__Extrait choisi__.
|
|
||
|
|||
Chapitre du 17 janvier 2016
Abbaye de Scourmont
La miséricorde de Dieu
Dans notre
rituel cistercien, au début de la cérémonie de prise d’habit d’un novice, celui-ci
se tient debout devant l’abbé qui l’interroge en lui disant : « Que
demandez-vous ? » et le postulant répond : « La
miséricorde de Dieu et celle de l’Ordre ». Le même dialogue est répété
lors de la profession temporaire et de nouveau lors de la profession solennelle.
Cela veut dire que toute notre vie se veut imprégnée de miséricorde. L’année
sainte de la miséricorde voulue par le pape François doit donc avoir un sens
tout à fait spécial pour nous.
Ce très
bref dialogue entre le postulant (ou le novice, ou le profès temporaire) et
l’abbé nous révèle toute une théologie de la vie monastique. Il y a tout
d’abord la démarche du candidat qui se présente devant l’abbé, au milieu de la
communauté. Le chapitre 58 de la Règle de saint Benoît, sur « La façon de
recevoir les frères » commence par les mots (en latin) : « Noviter veniens quis ad conversationem »,
qu’on peut traduire par « Lorsque quelqu’un se présente pour adopter la
vie monastique ». Il s’agit
donc d’une démarche libre et spontanée. On ne voit pas le moindre indice chez Benoît d’une recherche de
vocations, du désir d’avoir de nouveaux candidats. Il s’agit plutôt d’une démarche spontanée de
quelqu’un qui a connu la communauté et qui demande de s’y joindre.
Il y a
évidemment eu une démarche antérieure, dont Dieu est l’initiateur. Dans la vie
spirituelle tout commence avec la grâce de Dieu ; et le premier mouvement
de l’homme est une réponse à cette grâce. Tout ce long chapitre 58 de saint Benoît décrit un discernement qui
consiste à s’assurer que celui qui vient est vraiment mû par un tel mouvement
intérieur de l’Esprit et qu’il est désireux et capable d’y répondre. Le
candidat vient donc avec un désir qu’il porte en son coeur et qu’il
exprime. Il a déjà découvert quelque
chose de la miséricorde divine, c’est-à-dire de l’amour miséricordieux de Dieu,
et c’est pour en faire l’expérience qu’il se présente au monastère.
Ce n’est
pas la démarche de quelqu’un qui a été amené par un « recruteur »,
mais d’un homme libre, qui a déjà une relation avec Dieu. C’est pourquoi il ne se prosterne pas et ne
se met pas à genoux devant l’abbé, mais se tient debout, dans toute sa dignité
d’enfant de Dieu. (Au cours du rite de la profession solennelle, il se
prosternera, mais pas devant l’abbé ou l’a communauté, mais devant Dieu,
lorsque l’abbé prononcera sur lui la grande formule de consécration).

__Consignes__.
**A.** Reprenez le passage de l’extrait qui va de « Cela veut dire » à « spécial pour nous. », en substituant « Saint-Père » à « pape François ».
**B.** Selon l’extrait, au cours de quelles cérémonies le dialogue entre l’abbé et le candidat a-t-il lieu ? Nommez-les toutes.
**C.** D’après l’extrait, les affirmations suivantes sont-elles exactes ? Répondez par oui ou par non et citez les mots décisifs.
(i) Le chapitre 58 de la Règle de saint Benoît traite de la façon de recevoir les frères.
(ii) Le candidat se met à genoux devant l’abbé.
(iii) Benoît cherche à attirer de nouveaux candidats.
Les lignes de données n’ont aucun rôle ici.

__Données fournies__.
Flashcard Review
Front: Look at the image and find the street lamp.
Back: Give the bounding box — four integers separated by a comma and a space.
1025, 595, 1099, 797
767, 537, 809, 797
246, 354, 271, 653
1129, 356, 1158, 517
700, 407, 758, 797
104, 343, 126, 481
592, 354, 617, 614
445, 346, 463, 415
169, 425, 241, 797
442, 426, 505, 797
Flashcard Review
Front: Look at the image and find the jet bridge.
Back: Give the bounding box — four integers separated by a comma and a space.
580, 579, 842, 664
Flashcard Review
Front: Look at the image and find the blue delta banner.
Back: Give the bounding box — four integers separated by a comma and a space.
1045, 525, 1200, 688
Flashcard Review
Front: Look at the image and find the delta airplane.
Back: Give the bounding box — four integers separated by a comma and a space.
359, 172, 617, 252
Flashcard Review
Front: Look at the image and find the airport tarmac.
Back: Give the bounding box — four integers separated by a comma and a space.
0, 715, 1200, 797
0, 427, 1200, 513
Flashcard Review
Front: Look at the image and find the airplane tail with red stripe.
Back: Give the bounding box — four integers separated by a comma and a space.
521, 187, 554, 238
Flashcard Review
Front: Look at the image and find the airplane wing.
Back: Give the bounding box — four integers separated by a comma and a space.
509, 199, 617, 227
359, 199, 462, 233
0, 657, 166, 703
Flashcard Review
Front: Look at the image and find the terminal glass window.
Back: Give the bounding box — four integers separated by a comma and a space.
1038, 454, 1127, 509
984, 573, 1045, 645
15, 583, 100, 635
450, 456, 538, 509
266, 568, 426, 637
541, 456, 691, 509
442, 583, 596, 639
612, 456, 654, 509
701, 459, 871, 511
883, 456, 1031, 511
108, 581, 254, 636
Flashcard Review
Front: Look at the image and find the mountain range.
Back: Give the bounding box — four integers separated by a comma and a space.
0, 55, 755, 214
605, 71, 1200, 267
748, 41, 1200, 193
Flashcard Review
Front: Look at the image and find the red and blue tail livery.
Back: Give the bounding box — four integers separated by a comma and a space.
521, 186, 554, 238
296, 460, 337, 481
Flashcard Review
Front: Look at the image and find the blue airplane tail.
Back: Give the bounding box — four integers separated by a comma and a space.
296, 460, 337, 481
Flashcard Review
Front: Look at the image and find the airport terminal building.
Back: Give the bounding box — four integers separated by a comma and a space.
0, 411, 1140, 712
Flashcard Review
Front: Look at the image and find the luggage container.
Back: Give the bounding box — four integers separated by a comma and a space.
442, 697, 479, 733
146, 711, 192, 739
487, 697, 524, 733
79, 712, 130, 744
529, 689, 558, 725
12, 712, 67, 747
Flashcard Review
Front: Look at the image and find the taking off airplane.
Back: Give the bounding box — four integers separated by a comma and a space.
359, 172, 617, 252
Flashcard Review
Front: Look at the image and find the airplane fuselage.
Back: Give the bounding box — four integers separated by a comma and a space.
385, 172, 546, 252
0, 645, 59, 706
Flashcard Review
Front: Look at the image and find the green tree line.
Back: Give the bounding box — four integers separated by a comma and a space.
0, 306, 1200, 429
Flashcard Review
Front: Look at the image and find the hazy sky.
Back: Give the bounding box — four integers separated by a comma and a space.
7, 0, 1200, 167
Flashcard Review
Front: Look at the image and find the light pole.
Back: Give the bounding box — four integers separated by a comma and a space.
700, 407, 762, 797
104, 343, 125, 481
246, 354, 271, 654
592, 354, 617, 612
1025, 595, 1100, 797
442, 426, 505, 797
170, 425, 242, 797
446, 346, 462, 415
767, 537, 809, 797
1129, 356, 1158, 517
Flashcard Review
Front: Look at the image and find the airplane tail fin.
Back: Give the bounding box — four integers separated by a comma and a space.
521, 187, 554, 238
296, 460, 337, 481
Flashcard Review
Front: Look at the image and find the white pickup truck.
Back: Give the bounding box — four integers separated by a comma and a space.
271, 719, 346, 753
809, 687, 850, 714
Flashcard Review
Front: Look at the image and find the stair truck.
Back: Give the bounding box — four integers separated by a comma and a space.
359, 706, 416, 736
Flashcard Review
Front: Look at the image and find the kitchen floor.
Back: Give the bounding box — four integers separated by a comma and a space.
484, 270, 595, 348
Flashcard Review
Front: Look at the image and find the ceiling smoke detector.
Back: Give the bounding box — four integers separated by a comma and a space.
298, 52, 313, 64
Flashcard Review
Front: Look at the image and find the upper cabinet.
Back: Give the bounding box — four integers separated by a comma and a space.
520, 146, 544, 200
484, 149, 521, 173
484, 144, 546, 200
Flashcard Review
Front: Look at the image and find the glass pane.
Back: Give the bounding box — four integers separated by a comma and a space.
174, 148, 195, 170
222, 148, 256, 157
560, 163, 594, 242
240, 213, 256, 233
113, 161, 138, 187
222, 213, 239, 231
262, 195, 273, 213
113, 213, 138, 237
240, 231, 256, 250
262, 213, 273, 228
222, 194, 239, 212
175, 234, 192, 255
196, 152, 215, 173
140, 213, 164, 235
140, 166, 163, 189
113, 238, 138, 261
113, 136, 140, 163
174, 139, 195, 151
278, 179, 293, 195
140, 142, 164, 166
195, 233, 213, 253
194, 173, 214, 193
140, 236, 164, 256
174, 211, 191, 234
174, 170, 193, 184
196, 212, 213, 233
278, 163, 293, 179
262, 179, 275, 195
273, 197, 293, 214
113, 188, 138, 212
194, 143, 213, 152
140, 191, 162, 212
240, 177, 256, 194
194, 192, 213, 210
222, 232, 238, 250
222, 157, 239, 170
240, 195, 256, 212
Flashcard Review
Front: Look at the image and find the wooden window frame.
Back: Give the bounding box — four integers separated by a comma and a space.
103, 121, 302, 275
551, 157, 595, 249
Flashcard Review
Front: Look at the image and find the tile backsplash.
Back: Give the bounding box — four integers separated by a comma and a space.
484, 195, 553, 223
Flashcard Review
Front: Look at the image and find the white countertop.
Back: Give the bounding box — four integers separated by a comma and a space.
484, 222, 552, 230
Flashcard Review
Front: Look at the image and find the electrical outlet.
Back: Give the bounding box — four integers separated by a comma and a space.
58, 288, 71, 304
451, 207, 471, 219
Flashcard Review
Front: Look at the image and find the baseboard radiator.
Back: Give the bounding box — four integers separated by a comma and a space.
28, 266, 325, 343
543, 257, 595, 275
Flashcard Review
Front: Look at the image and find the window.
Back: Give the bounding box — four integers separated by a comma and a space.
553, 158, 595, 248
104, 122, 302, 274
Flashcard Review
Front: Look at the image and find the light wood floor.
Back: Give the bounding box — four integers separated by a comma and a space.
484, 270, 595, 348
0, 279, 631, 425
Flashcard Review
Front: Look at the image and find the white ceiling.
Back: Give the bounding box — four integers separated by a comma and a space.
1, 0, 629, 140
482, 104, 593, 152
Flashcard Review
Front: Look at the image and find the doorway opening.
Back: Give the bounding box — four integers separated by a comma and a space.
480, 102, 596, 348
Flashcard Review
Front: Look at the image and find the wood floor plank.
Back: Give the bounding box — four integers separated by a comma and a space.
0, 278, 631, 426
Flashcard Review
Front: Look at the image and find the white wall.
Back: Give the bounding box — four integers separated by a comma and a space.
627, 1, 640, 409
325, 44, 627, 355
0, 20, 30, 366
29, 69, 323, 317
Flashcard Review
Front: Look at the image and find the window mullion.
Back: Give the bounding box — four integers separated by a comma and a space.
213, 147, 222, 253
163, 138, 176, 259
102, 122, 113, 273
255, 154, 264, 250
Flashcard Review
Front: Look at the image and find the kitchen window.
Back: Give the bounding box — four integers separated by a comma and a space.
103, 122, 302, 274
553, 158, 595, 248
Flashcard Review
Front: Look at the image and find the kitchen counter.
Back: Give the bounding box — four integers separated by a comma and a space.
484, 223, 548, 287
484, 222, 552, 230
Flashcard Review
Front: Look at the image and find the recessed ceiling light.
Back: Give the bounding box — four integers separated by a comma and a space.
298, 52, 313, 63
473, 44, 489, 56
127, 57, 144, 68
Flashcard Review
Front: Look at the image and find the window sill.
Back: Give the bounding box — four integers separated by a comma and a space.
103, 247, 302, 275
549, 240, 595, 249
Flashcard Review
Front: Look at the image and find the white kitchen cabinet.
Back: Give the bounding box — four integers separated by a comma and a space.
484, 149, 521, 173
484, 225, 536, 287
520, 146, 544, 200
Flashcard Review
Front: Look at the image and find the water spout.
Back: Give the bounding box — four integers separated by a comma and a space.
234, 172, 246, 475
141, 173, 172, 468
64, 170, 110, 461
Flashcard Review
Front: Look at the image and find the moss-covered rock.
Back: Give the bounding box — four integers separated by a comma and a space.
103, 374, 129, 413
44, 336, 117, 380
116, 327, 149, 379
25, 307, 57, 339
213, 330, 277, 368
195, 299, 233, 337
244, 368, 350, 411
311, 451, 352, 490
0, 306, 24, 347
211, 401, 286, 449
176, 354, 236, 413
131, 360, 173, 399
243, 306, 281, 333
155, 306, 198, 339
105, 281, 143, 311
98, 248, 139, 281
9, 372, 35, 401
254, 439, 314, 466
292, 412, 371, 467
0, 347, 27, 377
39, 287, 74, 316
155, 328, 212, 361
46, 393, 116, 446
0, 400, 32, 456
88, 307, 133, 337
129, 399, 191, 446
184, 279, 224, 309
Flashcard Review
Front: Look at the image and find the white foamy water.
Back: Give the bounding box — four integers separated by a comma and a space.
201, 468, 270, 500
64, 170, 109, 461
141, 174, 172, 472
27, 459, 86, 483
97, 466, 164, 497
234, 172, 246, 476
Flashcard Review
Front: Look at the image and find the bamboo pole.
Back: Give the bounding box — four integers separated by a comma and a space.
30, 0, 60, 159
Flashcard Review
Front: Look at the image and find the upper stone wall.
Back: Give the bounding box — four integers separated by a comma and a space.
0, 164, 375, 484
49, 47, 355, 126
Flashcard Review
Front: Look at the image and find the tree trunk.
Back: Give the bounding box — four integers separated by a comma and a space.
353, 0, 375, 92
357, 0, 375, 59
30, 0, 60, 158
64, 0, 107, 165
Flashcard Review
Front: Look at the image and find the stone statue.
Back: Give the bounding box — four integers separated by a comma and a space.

__Réponses aux consignes__.
**A.**
Cela veut dire que toute notre vie se veut imprégnée de miséricorde. L’année
sainte de la miséricorde voulue par le Saint-Père doit donc avoir un sens
tout à fait spécial pour nous.

**B.**
- La cérémonie de prise d’habit d’un novice
- La profession temporaire
- La profession solennelle

**C.**
(i) Oui : « Le chapitre 58 de la Règle de saint Benoît, sur « La façon de recevoir les frères » ».
(ii) Non : « il ne se prosterne pas et ne se met pas à genoux devant l’abbé, mais se tient debout ».
(iii) Non : « On ne voit pas le moindre indice chez Benoît d’une recherche de vocations, du désir d’avoir de nouveaux candidats. »